----- SUPPLIED RECORDS -----
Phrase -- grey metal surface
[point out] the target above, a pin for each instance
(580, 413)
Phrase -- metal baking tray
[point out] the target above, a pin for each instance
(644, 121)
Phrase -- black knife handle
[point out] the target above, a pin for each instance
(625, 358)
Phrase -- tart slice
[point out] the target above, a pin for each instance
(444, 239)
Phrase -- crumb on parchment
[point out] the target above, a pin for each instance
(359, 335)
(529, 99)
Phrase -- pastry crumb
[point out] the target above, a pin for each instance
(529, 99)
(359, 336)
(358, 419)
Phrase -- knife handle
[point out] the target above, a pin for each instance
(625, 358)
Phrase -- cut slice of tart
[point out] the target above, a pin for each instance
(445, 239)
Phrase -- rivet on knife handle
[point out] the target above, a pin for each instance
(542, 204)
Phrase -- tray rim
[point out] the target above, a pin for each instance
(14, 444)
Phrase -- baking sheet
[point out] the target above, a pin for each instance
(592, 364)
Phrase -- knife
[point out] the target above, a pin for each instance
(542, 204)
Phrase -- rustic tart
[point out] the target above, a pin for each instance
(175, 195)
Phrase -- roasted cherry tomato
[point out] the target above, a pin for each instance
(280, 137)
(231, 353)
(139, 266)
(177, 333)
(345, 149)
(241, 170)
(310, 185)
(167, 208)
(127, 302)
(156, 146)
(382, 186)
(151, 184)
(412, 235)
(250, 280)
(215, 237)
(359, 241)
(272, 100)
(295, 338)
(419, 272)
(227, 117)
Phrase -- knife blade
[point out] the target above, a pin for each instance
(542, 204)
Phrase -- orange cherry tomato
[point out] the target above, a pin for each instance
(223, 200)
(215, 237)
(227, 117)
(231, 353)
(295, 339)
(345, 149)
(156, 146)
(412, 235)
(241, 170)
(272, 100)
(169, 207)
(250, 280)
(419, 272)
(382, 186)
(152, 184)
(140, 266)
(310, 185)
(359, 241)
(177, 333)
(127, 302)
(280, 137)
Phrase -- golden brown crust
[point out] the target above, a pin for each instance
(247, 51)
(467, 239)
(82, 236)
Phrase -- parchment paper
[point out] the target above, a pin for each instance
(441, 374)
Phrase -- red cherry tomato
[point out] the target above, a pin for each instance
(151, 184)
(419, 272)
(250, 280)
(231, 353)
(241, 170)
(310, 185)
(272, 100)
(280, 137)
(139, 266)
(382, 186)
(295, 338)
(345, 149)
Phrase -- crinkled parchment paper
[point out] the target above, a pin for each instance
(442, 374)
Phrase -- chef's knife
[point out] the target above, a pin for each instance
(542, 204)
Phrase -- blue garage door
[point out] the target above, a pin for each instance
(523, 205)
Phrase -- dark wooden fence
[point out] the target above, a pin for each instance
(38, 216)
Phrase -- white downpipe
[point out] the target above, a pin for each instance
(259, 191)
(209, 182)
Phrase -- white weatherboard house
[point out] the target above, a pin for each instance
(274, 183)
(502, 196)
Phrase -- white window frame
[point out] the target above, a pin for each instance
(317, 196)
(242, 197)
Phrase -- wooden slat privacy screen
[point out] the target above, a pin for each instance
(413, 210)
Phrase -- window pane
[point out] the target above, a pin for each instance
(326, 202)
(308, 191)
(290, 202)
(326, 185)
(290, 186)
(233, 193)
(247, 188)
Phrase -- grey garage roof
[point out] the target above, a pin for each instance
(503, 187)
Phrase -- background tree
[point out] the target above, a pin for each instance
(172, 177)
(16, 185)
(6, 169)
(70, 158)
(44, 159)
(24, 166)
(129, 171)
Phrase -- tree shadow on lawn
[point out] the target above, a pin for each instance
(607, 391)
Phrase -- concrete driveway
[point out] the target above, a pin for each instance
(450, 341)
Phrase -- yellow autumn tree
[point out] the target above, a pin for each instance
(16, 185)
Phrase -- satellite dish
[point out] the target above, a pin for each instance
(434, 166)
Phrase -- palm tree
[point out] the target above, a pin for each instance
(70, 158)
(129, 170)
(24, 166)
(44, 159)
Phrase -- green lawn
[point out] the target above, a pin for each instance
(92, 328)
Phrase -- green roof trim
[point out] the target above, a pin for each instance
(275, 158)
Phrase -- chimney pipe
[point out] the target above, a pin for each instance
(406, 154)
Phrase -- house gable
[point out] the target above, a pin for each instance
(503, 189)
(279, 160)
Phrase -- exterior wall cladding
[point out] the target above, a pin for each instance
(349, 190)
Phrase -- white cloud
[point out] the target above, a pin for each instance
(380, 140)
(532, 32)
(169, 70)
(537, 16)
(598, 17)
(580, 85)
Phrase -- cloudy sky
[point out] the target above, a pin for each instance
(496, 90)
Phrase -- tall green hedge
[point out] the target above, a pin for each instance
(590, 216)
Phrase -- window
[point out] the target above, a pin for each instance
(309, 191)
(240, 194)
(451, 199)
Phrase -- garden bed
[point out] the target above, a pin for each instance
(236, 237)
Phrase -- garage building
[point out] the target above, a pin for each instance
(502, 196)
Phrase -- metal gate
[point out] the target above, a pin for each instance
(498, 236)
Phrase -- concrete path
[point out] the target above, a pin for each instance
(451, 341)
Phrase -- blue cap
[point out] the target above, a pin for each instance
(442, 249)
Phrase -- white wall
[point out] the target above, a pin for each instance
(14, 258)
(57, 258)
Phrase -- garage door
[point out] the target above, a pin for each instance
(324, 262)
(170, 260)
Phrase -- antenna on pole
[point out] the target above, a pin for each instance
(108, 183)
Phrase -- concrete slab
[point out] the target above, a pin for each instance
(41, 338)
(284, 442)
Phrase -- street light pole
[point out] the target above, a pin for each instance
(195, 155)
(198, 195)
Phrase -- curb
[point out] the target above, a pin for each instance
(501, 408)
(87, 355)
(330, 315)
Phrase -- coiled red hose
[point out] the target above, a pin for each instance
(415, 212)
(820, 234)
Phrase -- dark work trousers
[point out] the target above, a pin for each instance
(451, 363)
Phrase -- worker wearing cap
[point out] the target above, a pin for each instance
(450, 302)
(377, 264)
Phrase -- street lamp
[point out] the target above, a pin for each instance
-----
— WHAT NEEDS TO BE DONE —
Copy every entry above word for word, without changing anything.

— TASK ANSWER —
Phrase -- grey metal surface
[point out] the target above, a pin for each instance
(580, 413)
Phrase -- metal baking tray
[point out] the target above, a pin for each instance
(644, 121)
Phrase -- black knife handle
[point out] the target above, a pin for each instance
(625, 358)
Phrase -- tart slice
[point out] the target above, a pin for each instance
(444, 239)
Phrase -- crumb on parchment
[point out] the target above, a pin for each instance
(359, 335)
(529, 99)
Phrase -- pastry crumb
[point out] the target above, a pin for each instance
(529, 99)
(359, 336)
(358, 419)
Phrase -- knife handle
[point out] the target above, a pin for each instance
(625, 358)
Phrase -- cut slice of tart
[point out] the target above, a pin for each instance
(445, 239)
Phrase -- rivet on knife handle
[point out] the target above, a pin for each instance
(542, 204)
Phrase -- tray rim
[point out] the target above, a pin for each instance
(14, 444)
Phrase -- baking sheet
[point out] the target above, a pin for each instance
(592, 364)
Phrase -- knife
[point out] the target above, a pin for each instance
(542, 204)
Phrase -- rustic tart
[point out] the target above, a pin for each instance
(175, 195)
Phrase -- roasted cherry tomato
[point out] the target above, a pin for each instance
(280, 137)
(231, 353)
(139, 266)
(177, 333)
(345, 149)
(241, 170)
(310, 185)
(167, 208)
(127, 302)
(156, 146)
(382, 186)
(151, 184)
(412, 235)
(250, 280)
(215, 237)
(359, 241)
(272, 100)
(295, 338)
(419, 272)
(227, 117)
Phrase -- knife blade
[point out] the target above, a pin for each instance
(542, 204)
Phrase -- orange cherry tomato
[point out] the target above, a pin for each instance
(223, 200)
(215, 237)
(227, 117)
(231, 353)
(295, 339)
(345, 149)
(156, 146)
(412, 235)
(241, 170)
(272, 100)
(169, 207)
(250, 280)
(419, 272)
(382, 186)
(152, 184)
(140, 266)
(310, 185)
(359, 241)
(177, 333)
(127, 302)
(280, 137)
Phrase -- golden brown crust
[point out] the target above, a pin for each instance
(247, 51)
(467, 239)
(82, 236)
Phrase -- parchment paper
[point out] the target above, a pin for each instance
(441, 374)
Phrase -- red cherry tomato
[point out] the target above, a pin for each instance
(151, 184)
(419, 272)
(250, 280)
(231, 353)
(241, 170)
(310, 185)
(272, 100)
(280, 137)
(139, 266)
(382, 186)
(295, 338)
(345, 149)
Phrase -- crinkled parchment paper
[point out] the target above, a pin for each instance
(442, 374)
Phrase -- chef's knife
[point out] the target above, a pin for each instance
(542, 204)
Phrase -- blue garage door
[point out] the target above, a pin for each instance
(523, 205)
Phrase -- dark wooden fence
[point out] the target above, a pin for each instance
(38, 216)
Phrase -- white downpipe
[point out] the target above, a pin for each instance
(259, 191)
(209, 182)
Phrase -- white weatherboard house
[point out] the target above, a pin for each instance
(274, 183)
(502, 196)
Phrase -- white window frame
[point out] the target above, a pin for each instance
(317, 196)
(242, 197)
Phrase -- wooden slat privacy screen
[point out] the target above, a pin for each instance
(413, 210)
Phrase -- window pane
[point out] the target above, a pin for each instance
(326, 202)
(308, 191)
(290, 202)
(326, 185)
(290, 186)
(233, 193)
(247, 188)
Phrase -- grey garage roof
[point out] the target above, a pin for each instance
(503, 187)
Phrase -- background tree
[point out] the target above, a pin for each instance
(172, 177)
(16, 185)
(6, 169)
(70, 158)
(44, 159)
(24, 166)
(129, 171)
Phrase -- tree shadow on lawn
[point out] the target above, a pin for each instance
(607, 391)
Phrase -- concrete driveway
[point out] the target above, a pin for each instance
(450, 341)
Phrase -- yellow autumn tree
[point out] the target above, a pin for each instance
(16, 185)
Phrase -- satellite dish
[point out] the target above, a pin for each instance
(434, 166)
Phrase -- palm tree
[point out] the target above, a pin for each instance
(70, 158)
(129, 170)
(24, 166)
(44, 159)
Phrase -- green lawn
[point out] the target above, a pin for each instance
(92, 328)
Phrase -- green roof trim
[point out] the target above, a pin for each instance
(275, 158)
Phrase -- chimney pipe
[point out] the target above, a pin for each instance
(406, 154)
Phrase -- house gable
[point out] the target above, a pin for each instance
(503, 189)
(279, 160)
Phrase -- exterior wall cladding
[point out] the target above, a pin for each instance
(349, 190)
Phrase -- white cloud
[point out] the target above, a pin for each instance
(380, 140)
(532, 32)
(169, 70)
(537, 16)
(598, 17)
(580, 85)
Phrase -- cloudy sky
[point out] the target above, a pin for each instance
(496, 90)
Phrase -- tall green hedge
[point out] the target above, a pin for each instance
(590, 216)
Phrase -- window
[point out] the target above, a pin for each instance
(309, 191)
(240, 194)
(451, 199)
Phrase -- garden bed
[point out] the target above, a pin for each instance
(236, 237)
Phrase -- garage building
[point out] the target above, a pin for each instance
(502, 196)
Phrase -- metal gate
[point out] the target above, a pin for each instance
(498, 236)
Phrase -- concrete path
[point out] the target above, a pin for each instance
(451, 341)
Phrase -- blue cap
[point out] the target above, a pin for each instance
(442, 249)
Phrase -- white wall
[point out] the target above, a pin for each instance
(14, 258)
(57, 258)
Phrase -- garage door
[point out] the target above, a pin for each instance
(324, 262)
(170, 260)
Phrase -- antenna on pole
[point out] the target above, a pin for each instance
(108, 183)
Phrase -- concrete slab
[point out] the target above, a pin for each instance
(41, 338)
(284, 442)
Phrase -- street light pole
[point out] the target above, a pin for each instance
(195, 155)
(198, 195)
Phrase -- curb
[point out] the target above, a pin for each instance
(501, 408)
(87, 355)
(330, 315)
Phrase -- coiled red hose
[point out] the target above, a pin for each instance
(415, 212)
(820, 234)
Phrase -- dark work trousers
[point out] the target above, a pin for each instance
(451, 363)
Phrase -- worker wearing cap
[point out] the target above, a pin for each instance
(450, 302)
(377, 264)
Phrase -- street lamp
[point out] the target above, a pin for each instance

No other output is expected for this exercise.